Work to complete -
Rewrite the passage of the histology methods text between "Fibrosis was evaluated" and "San Jose, CA).", inclusive, changing every "Sirius Red" to "Picrosirius Red".

[Opening Supplied text section]

All rats underwent echocardiography under anesthesia 3 (baseline), 10, and 28 days after surgery. The animals were sedated with 0.5 mg/kg medetomidine and placed on a thermal plate. Measurements were performed with a 7.5 MHz transducer (MyLab®25, Esaote SpA, Genoa, Italy). Anterior wall thickness, posterior wall thickness at diastolic (AWTd, PWTd) and systolic (AWTs, PWTs) phases, and left ventricular diameter at diastolic (Dd) and systolic (Ds) phases were measured in the short-axis right parasternal projection just below the mitral valves. Units are presented in millimeters. Dd and Ds were used to calculate fraction shortening (LVFS) and ejection fraction (LVEF) percentage: LVFS (%) = (Dd - Ds)/Dd, andLVEF (%) = (Dd³ - Ds³)/Dd³.

Histology and Immunostaining

At 28 days after surgery, the rats were euthanized after echocardiography. The heart was then excised and cut into four equal transverse parts. Two middle parts (next apex and next basal) were fixed in 4% neutral-buffered formalin for 48 h. The samples were then embedded in paraffin, and were cut into 4-μm-thick sections for histology and immunostaining. Sirius Red stain served to analyze fibrosis. Immunostaining was performed using a Ventana Discovery Automate (Ventana Medical Systems Inc, Tuczon, AZ). To demonstrate vascular density, endothelial cells were stained with antibody against von Willebrand Factor (vWF, RB-281, Labvision Inc., Fremont, CA). Cell proliferation was evaluated using anti-Ki67 antibody (RM-9106, Labvision Inc.), and apoptosis was detected with antibody specifically recognizing active cleaved caspase-3 (CST #9664, Cell Signaling Technology Inc., Danvers, MA). The stem cell antigen, c-kit, was detected with an antic-kit antibody (RA14132, Neuromics, Northfield, MN). Sections stained for Ki67 proliferation-associated antigen were double-stained for myocytes using anti-tropo-myosin antibody (MS-1256, Labvision Inc.).

Analysis of Fibrosis

Fibrosis was evaluated from scanned images of Sirius Red-stained sections. Percentage of fibrosis was calculated as Sirius Red-stained area divided by whole section area as evaluated using Photoshop 7.0 (Adobe Inc, San Jose, CA).

[Closing Supplied text section]
[Opening Data section section]

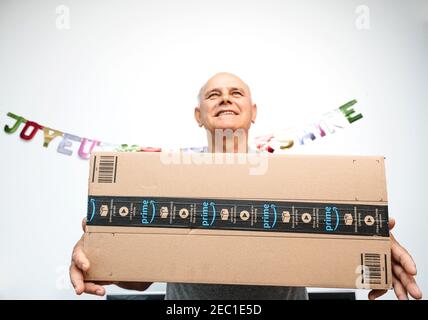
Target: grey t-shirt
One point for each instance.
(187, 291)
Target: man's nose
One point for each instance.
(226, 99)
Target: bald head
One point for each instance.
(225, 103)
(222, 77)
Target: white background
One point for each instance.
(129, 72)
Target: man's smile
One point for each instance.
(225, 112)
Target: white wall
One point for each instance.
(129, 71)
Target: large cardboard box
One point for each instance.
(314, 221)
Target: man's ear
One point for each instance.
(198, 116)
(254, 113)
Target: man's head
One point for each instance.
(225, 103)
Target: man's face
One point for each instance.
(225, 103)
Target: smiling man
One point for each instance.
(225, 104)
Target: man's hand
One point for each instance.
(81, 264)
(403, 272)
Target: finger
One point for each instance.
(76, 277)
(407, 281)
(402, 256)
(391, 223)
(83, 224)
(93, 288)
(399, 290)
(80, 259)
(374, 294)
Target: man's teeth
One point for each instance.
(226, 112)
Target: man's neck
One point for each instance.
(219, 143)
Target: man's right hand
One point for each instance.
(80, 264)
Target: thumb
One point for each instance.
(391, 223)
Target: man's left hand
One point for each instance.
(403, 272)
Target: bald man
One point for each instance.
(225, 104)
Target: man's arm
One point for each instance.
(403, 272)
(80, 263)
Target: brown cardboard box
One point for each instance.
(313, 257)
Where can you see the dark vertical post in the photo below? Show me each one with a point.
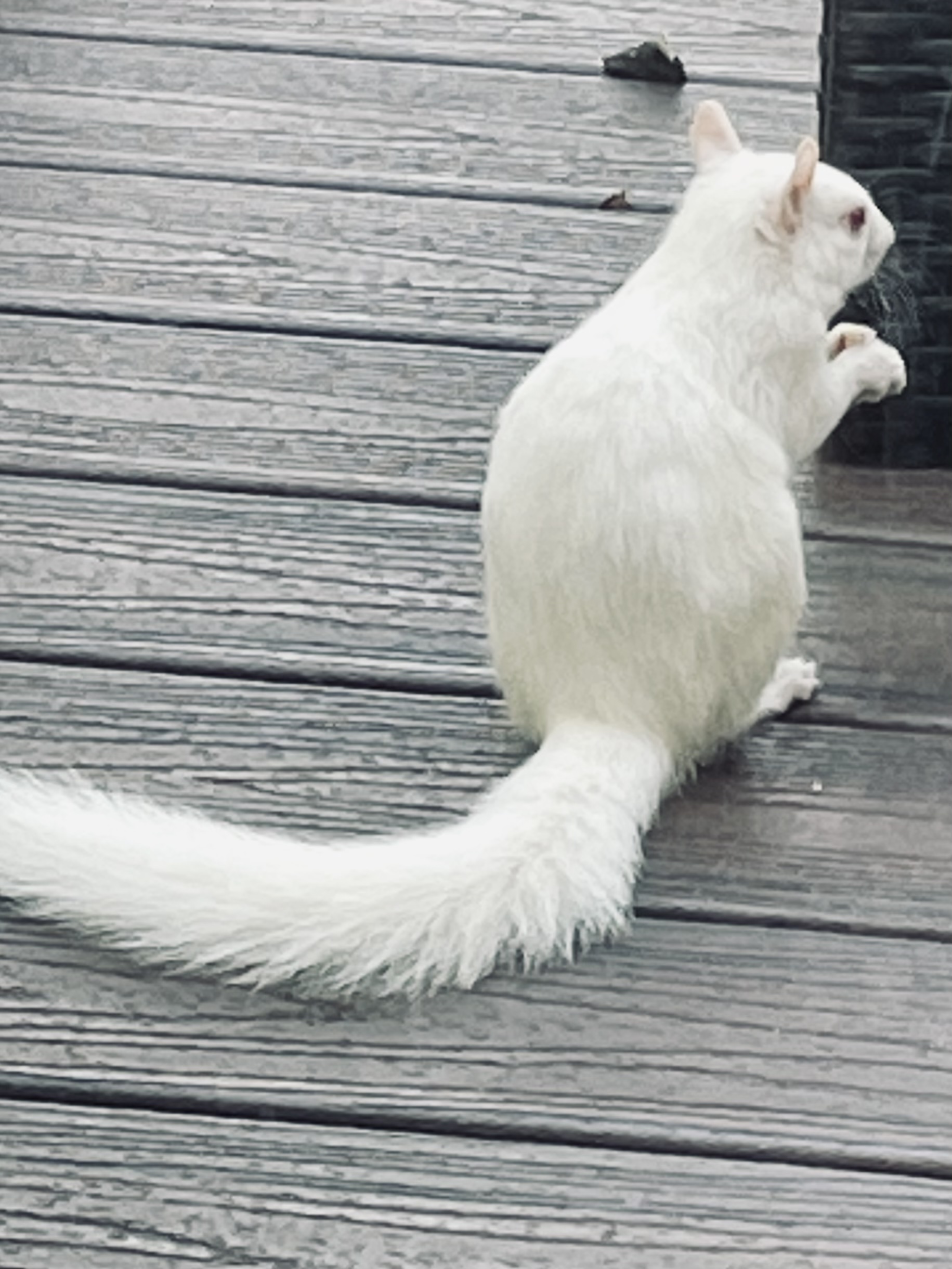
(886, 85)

[Closing Data section section]
[Opening Data section section]

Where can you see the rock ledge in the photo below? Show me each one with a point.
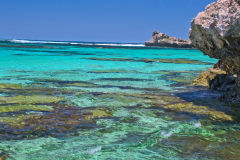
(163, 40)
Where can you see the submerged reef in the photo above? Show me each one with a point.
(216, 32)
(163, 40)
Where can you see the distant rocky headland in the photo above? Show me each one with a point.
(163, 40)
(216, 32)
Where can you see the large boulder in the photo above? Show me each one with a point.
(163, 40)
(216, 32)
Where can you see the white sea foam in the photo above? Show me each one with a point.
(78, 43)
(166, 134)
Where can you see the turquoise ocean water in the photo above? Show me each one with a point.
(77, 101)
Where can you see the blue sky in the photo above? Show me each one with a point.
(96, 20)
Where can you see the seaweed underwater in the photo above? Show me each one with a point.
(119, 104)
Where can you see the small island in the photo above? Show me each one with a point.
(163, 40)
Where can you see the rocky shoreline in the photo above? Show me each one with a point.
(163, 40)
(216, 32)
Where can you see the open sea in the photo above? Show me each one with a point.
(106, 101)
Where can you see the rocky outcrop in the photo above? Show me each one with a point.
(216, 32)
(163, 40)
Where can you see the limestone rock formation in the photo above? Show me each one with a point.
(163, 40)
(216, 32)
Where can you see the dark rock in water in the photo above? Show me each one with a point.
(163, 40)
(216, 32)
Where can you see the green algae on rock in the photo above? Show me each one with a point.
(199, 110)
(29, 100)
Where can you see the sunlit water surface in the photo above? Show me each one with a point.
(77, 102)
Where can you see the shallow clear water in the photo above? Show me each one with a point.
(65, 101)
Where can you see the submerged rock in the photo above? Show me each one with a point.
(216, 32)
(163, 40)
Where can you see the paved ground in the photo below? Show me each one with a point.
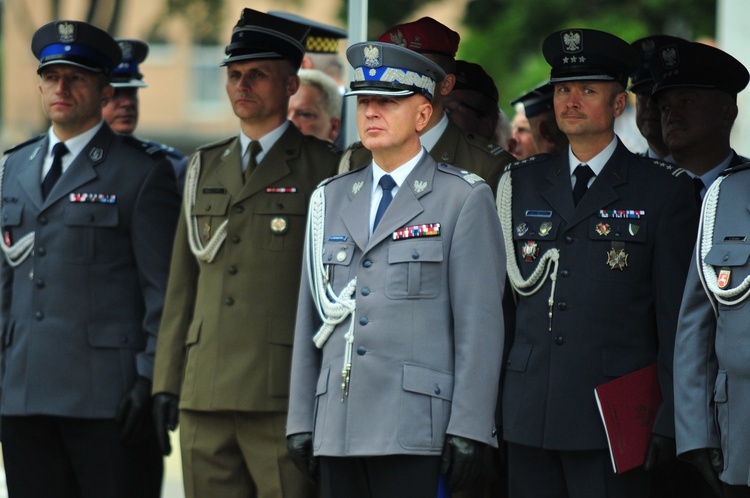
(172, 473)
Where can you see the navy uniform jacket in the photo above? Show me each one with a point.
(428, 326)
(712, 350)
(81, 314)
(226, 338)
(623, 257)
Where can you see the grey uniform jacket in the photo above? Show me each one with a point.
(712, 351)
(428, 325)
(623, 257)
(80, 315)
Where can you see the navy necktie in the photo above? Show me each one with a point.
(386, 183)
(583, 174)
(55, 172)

[Closing Data section section]

Answer box -
Fibrosis was evaluated from scanned images of Picrosirius Red-stained sections. Percentage of fibrosis was calculated as Picrosirius Red-stained area divided by whole section area as evaluated using Photoshop 7.0 (Adobe Inc, San Jose, CA).